● Material supplied:
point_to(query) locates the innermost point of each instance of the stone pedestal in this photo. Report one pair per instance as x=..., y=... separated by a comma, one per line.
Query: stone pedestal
---
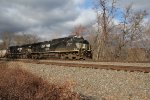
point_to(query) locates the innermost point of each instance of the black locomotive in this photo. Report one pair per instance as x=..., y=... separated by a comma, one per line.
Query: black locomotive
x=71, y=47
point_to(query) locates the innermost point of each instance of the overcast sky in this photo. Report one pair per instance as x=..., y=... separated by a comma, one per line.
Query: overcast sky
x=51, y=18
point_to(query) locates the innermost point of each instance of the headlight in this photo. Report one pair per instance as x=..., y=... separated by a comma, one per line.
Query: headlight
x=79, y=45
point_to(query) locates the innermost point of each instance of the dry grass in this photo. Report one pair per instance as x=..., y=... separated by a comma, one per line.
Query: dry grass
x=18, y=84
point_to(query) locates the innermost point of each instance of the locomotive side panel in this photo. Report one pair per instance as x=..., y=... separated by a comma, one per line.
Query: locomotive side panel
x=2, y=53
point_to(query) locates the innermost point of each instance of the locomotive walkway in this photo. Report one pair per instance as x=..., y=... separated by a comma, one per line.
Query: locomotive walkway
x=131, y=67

● Instructions to follow: Copy the data from the line containing "the locomotive walkway" through the line containing "x=131, y=67", both included, with the requests left as they are. In the answers, offset every coordinate by -137.

● Solution below:
point_to(query) locates the innermost point of each instance of the locomotive walkway in this photo. Report one pair per instance as x=..., y=... separated by a comma, one per line.
Query: locomotive walkway
x=-6, y=-70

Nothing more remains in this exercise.